[Collected data]
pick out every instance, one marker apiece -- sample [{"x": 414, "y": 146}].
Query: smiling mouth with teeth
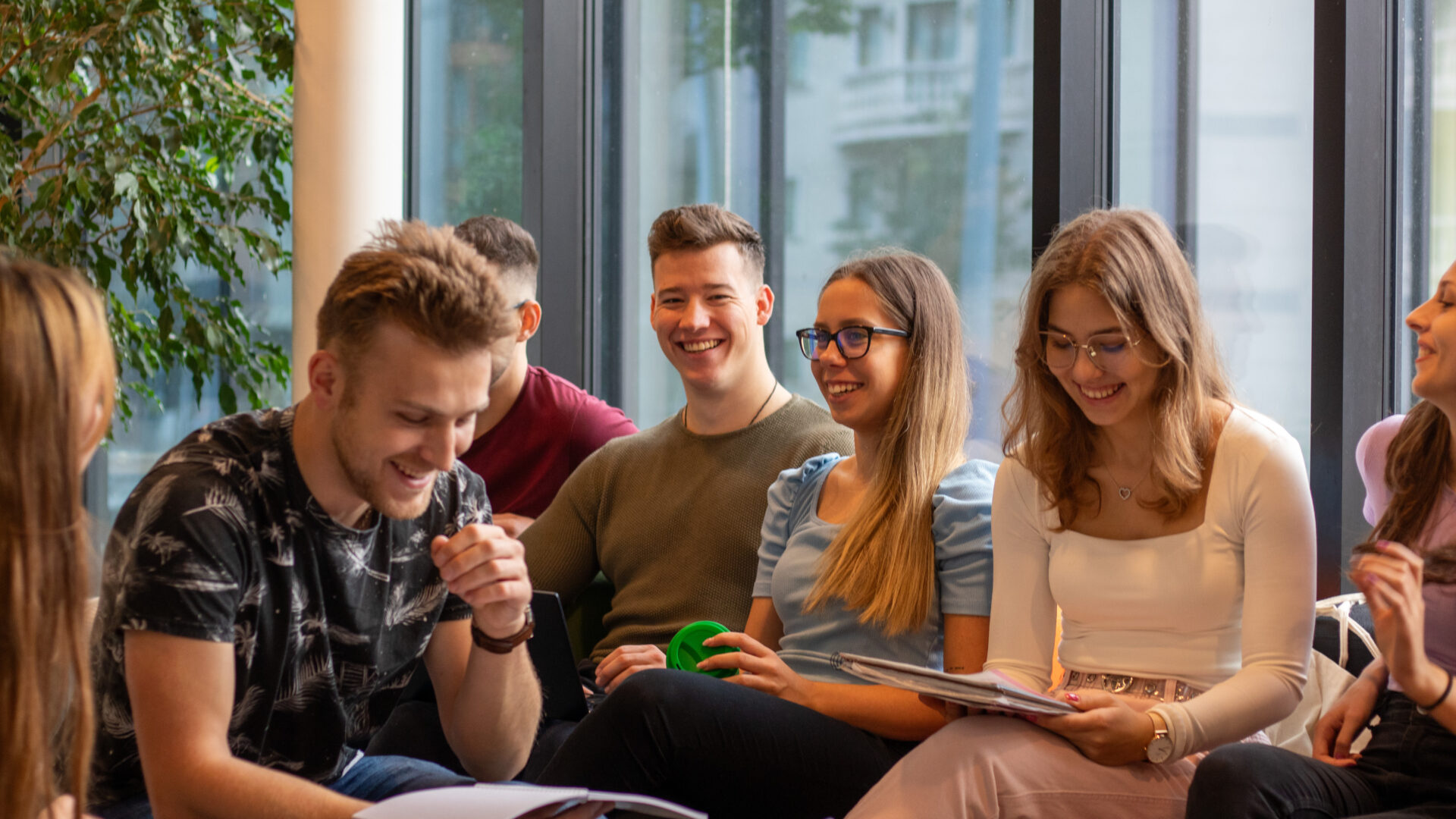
[
  {"x": 1100, "y": 394},
  {"x": 411, "y": 474}
]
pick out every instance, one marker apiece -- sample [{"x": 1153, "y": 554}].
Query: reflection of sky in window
[
  {"x": 877, "y": 152},
  {"x": 1248, "y": 190}
]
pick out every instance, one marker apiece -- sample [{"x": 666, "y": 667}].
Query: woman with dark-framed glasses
[
  {"x": 1171, "y": 526},
  {"x": 884, "y": 553}
]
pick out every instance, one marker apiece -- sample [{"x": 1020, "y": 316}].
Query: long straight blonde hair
[
  {"x": 1134, "y": 262},
  {"x": 883, "y": 560},
  {"x": 57, "y": 371}
]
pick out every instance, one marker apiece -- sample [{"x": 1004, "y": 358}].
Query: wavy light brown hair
[
  {"x": 55, "y": 371},
  {"x": 1131, "y": 260},
  {"x": 1417, "y": 468},
  {"x": 883, "y": 560}
]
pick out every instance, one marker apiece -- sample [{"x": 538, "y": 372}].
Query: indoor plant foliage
[{"x": 143, "y": 137}]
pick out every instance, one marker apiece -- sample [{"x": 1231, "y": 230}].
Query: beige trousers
[{"x": 995, "y": 767}]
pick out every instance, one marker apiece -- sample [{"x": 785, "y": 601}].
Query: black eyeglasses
[{"x": 852, "y": 341}]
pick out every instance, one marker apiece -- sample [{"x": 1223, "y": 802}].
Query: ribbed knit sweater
[{"x": 673, "y": 521}]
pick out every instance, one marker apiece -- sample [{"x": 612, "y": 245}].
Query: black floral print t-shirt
[{"x": 221, "y": 541}]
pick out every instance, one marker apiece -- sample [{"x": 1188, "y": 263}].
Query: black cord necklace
[{"x": 764, "y": 403}]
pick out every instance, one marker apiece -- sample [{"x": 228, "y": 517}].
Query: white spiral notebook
[
  {"x": 983, "y": 689},
  {"x": 511, "y": 800}
]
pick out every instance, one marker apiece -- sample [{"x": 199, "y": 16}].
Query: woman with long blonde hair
[
  {"x": 57, "y": 376},
  {"x": 1407, "y": 570},
  {"x": 1171, "y": 526},
  {"x": 881, "y": 553}
]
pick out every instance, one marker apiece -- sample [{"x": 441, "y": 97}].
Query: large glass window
[
  {"x": 906, "y": 123},
  {"x": 1216, "y": 133},
  {"x": 1429, "y": 159},
  {"x": 468, "y": 91}
]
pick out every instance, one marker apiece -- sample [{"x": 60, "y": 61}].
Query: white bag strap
[{"x": 1338, "y": 608}]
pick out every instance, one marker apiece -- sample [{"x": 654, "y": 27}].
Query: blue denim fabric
[
  {"x": 372, "y": 779},
  {"x": 1407, "y": 771}
]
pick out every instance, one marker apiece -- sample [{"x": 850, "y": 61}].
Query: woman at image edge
[
  {"x": 1139, "y": 499},
  {"x": 884, "y": 553},
  {"x": 55, "y": 390},
  {"x": 1408, "y": 575}
]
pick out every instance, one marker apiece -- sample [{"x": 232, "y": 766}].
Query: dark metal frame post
[
  {"x": 558, "y": 181},
  {"x": 1074, "y": 112},
  {"x": 772, "y": 77},
  {"x": 413, "y": 124},
  {"x": 1354, "y": 259}
]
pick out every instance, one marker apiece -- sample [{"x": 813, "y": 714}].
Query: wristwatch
[
  {"x": 1161, "y": 748},
  {"x": 504, "y": 645}
]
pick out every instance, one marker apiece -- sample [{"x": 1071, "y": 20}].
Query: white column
[{"x": 348, "y": 145}]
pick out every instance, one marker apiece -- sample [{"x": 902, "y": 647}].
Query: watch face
[{"x": 1161, "y": 749}]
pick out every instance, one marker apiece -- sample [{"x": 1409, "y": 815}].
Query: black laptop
[{"x": 563, "y": 697}]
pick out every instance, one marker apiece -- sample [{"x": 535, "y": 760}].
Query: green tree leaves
[{"x": 147, "y": 143}]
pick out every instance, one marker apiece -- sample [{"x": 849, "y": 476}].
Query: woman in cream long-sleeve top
[{"x": 1172, "y": 526}]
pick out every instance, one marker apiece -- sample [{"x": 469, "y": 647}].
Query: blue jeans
[
  {"x": 1408, "y": 770},
  {"x": 372, "y": 779}
]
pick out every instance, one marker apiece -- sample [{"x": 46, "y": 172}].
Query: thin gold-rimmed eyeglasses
[{"x": 1107, "y": 350}]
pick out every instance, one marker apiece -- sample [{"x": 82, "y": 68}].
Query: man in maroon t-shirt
[{"x": 538, "y": 426}]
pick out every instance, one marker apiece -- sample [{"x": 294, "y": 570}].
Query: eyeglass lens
[
  {"x": 854, "y": 341},
  {"x": 1103, "y": 350}
]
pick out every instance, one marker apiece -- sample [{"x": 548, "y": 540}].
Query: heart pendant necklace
[{"x": 1126, "y": 493}]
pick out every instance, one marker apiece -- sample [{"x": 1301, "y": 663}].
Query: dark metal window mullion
[
  {"x": 557, "y": 186},
  {"x": 1354, "y": 260},
  {"x": 1074, "y": 112}
]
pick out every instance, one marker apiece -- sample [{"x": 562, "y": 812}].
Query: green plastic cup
[{"x": 686, "y": 649}]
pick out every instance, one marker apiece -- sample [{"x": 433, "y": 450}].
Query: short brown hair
[
  {"x": 702, "y": 226},
  {"x": 506, "y": 243},
  {"x": 424, "y": 279}
]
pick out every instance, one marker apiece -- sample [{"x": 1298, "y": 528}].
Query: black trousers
[
  {"x": 721, "y": 748},
  {"x": 1408, "y": 770}
]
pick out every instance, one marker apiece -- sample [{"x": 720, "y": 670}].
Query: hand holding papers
[{"x": 984, "y": 689}]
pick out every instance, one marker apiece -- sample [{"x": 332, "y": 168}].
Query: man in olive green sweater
[{"x": 672, "y": 515}]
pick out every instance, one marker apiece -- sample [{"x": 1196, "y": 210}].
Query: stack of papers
[
  {"x": 984, "y": 689},
  {"x": 511, "y": 800}
]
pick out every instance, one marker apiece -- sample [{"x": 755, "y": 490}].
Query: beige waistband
[{"x": 1168, "y": 689}]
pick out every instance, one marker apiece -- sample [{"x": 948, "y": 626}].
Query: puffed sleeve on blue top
[
  {"x": 962, "y": 525},
  {"x": 778, "y": 518}
]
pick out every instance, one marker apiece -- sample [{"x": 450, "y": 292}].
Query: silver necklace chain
[{"x": 1126, "y": 493}]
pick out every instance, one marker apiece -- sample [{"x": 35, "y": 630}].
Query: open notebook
[
  {"x": 510, "y": 800},
  {"x": 984, "y": 689}
]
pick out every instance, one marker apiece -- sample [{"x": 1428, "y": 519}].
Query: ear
[
  {"x": 764, "y": 303},
  {"x": 325, "y": 379},
  {"x": 530, "y": 319},
  {"x": 92, "y": 431}
]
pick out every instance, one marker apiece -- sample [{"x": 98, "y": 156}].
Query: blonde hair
[
  {"x": 422, "y": 278},
  {"x": 57, "y": 368},
  {"x": 1131, "y": 260},
  {"x": 883, "y": 560}
]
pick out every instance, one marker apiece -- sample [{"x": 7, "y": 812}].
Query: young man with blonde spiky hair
[{"x": 278, "y": 576}]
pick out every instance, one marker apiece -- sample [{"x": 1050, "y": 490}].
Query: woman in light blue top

Prompt
Pictures are to be left out; please print the rest of the records above word for word.

Solution for this problem
pick out every instance, one marker apiece -- sample [{"x": 414, "y": 146}].
Query: smiling mouth with teeth
[
  {"x": 1100, "y": 394},
  {"x": 411, "y": 474}
]
pick out every instance, one marker apiece -- sample [{"x": 1153, "y": 554}].
Query: reflection of sky in window
[
  {"x": 877, "y": 152},
  {"x": 1248, "y": 190}
]
pick out every instance, one marker apiece -- sample [{"x": 666, "y": 667}].
Query: woman with dark-framed glasses
[
  {"x": 1171, "y": 526},
  {"x": 884, "y": 553}
]
pick out every instance, one marker apiece -- sample [{"x": 1020, "y": 316}].
Query: long straight blonde hair
[
  {"x": 1134, "y": 262},
  {"x": 883, "y": 560},
  {"x": 57, "y": 371}
]
pick out every instance, one marker apiece -- sample [{"x": 1004, "y": 358}].
Query: wavy light brown hair
[
  {"x": 55, "y": 371},
  {"x": 1131, "y": 260},
  {"x": 1417, "y": 468},
  {"x": 883, "y": 560}
]
pick out every instance, one marker apiece -- sample [{"x": 538, "y": 372}].
Query: indoor plant foliage
[{"x": 143, "y": 137}]
pick out every instance, one marker apiece -- sample [{"x": 1231, "y": 230}].
Query: beige trousers
[{"x": 995, "y": 767}]
pick out every instance, one marker apiece -- sample [{"x": 785, "y": 601}].
Query: black eyeglasses
[{"x": 852, "y": 341}]
pick out every instance, one marker apiece -- sample [{"x": 1223, "y": 802}].
Query: ribbed knit sweater
[{"x": 673, "y": 521}]
pick out every instance, one marker apiece -- sample [{"x": 612, "y": 245}].
Query: black floral print t-shirt
[{"x": 221, "y": 541}]
pick out every instance, one marker apiece -- sample [{"x": 1188, "y": 263}].
Query: black cord necklace
[{"x": 764, "y": 403}]
pick out every instance, one marker apiece -- sample [{"x": 228, "y": 517}].
Query: white spiral notebook
[
  {"x": 983, "y": 689},
  {"x": 511, "y": 800}
]
pick out every instance, one marker apiece -- sample [{"x": 199, "y": 16}].
Query: woman with long blonde hair
[
  {"x": 57, "y": 376},
  {"x": 1407, "y": 570},
  {"x": 1171, "y": 526},
  {"x": 881, "y": 553}
]
pick out every instance, one marker apiece -- sample [{"x": 441, "y": 97}].
Query: large glass window
[
  {"x": 906, "y": 123},
  {"x": 1216, "y": 133},
  {"x": 1429, "y": 159},
  {"x": 468, "y": 91}
]
pick out every instance, one marker apiece -- sample [{"x": 60, "y": 61}].
Query: white bag strap
[{"x": 1338, "y": 608}]
pick out every instance, one marker apiece -- sample [{"x": 654, "y": 27}].
Query: blue denim fabric
[
  {"x": 372, "y": 779},
  {"x": 1407, "y": 771}
]
pick out every instance, one marker apiece -- sample [{"x": 850, "y": 61}].
Query: woman at image edge
[
  {"x": 1139, "y": 499},
  {"x": 884, "y": 553},
  {"x": 55, "y": 390},
  {"x": 1408, "y": 575}
]
pick out every instance, one marker apiece -- sample [{"x": 232, "y": 766}].
Query: dark metal frame post
[
  {"x": 558, "y": 181},
  {"x": 1074, "y": 112},
  {"x": 772, "y": 77},
  {"x": 413, "y": 124},
  {"x": 1354, "y": 259}
]
pick out every instance, one marker apiece -- sample [{"x": 813, "y": 714}].
Query: wristwatch
[
  {"x": 1161, "y": 748},
  {"x": 504, "y": 645}
]
pick out every instance, one marker apiece -- sample [{"x": 1071, "y": 20}].
Query: white column
[{"x": 348, "y": 145}]
pick out every instance, one marker apiece -- sample [{"x": 902, "y": 647}].
Query: watch face
[{"x": 1161, "y": 749}]
pick out every instance, one marker apiece -- sample [{"x": 1409, "y": 815}].
Query: black laptop
[{"x": 563, "y": 697}]
pick out every instance, one marker apiece -- sample [{"x": 535, "y": 760}].
Query: green tree leaves
[{"x": 147, "y": 143}]
pick out every instance, one marker apiece -- sample [{"x": 849, "y": 476}].
Query: woman in cream long-sleeve top
[{"x": 1172, "y": 526}]
pick out every instance, one marker apiece -- sample [{"x": 469, "y": 647}].
Query: blue jeans
[
  {"x": 1408, "y": 770},
  {"x": 372, "y": 779}
]
pick out every instance, one marker apiece -- sample [{"x": 46, "y": 172}].
Query: thin gold-rimmed eyeglasses
[{"x": 1107, "y": 350}]
pick out every instance, one marker apiece -- sample [{"x": 82, "y": 68}].
Query: man in maroon t-shirt
[{"x": 538, "y": 426}]
pick out every instance, one marker apiece -- sample [{"x": 294, "y": 570}].
Query: eyeglass lens
[
  {"x": 854, "y": 341},
  {"x": 1103, "y": 350}
]
pick out every instance, one marker apiece -- sample [{"x": 548, "y": 540}].
Query: heart pendant necklace
[{"x": 1126, "y": 493}]
pick out every instance, one marker apiece -- sample [{"x": 1301, "y": 663}].
Query: dark metal window mullion
[
  {"x": 557, "y": 186},
  {"x": 1354, "y": 260},
  {"x": 1074, "y": 112}
]
pick out every instance, one marker apiece -- sample [{"x": 562, "y": 812}].
Query: green plastic cup
[{"x": 686, "y": 649}]
pick out every instance, one marker apiece -- sample [{"x": 433, "y": 450}].
Query: short brown hair
[
  {"x": 702, "y": 226},
  {"x": 506, "y": 243},
  {"x": 424, "y": 279}
]
pick out every instance, one marker apiece -- sample [{"x": 1298, "y": 528}].
Query: black trousers
[
  {"x": 721, "y": 748},
  {"x": 1408, "y": 770}
]
pick out every instance, one marker apiece -- sample [{"x": 720, "y": 670}].
Query: hand holding papers
[{"x": 984, "y": 689}]
pick out every instance, one marker apiece -- sample [{"x": 332, "y": 168}].
Query: man in olive green sweater
[{"x": 672, "y": 515}]
pick out every instance, one marker apiece -- sample [{"x": 1196, "y": 210}].
Query: stack of papers
[
  {"x": 984, "y": 689},
  {"x": 511, "y": 800}
]
pick out every instance, one marker apiece -- sample [{"x": 755, "y": 490}].
Query: beige waistband
[{"x": 1168, "y": 689}]
pick out every instance, one marker apiece -- sample [{"x": 948, "y": 626}].
Query: puffed sleeve on blue top
[
  {"x": 962, "y": 525},
  {"x": 778, "y": 518}
]
pick out every instance, one marker apiece -- sample [{"x": 450, "y": 292}].
Query: silver necklace chain
[{"x": 1126, "y": 493}]
pick out every instance, one marker apiece -- sample [{"x": 35, "y": 630}].
Query: open notebook
[
  {"x": 510, "y": 800},
  {"x": 984, "y": 689}
]
pick out every instance, one marker apiece -- sample [{"x": 1428, "y": 519}].
Query: ear
[
  {"x": 764, "y": 303},
  {"x": 325, "y": 379},
  {"x": 530, "y": 319},
  {"x": 92, "y": 431}
]
pick out every instance, one marker apiece -- sample [{"x": 98, "y": 156}].
Query: blonde hair
[
  {"x": 422, "y": 278},
  {"x": 57, "y": 368},
  {"x": 1131, "y": 260},
  {"x": 883, "y": 560}
]
pick out every instance, one marker apiece -- sample [{"x": 7, "y": 812}].
Query: young man with blonde spiky hair
[{"x": 278, "y": 576}]
pick out every instance, one marker apiece -- sample [{"x": 1050, "y": 490}].
Query: woman in light blue top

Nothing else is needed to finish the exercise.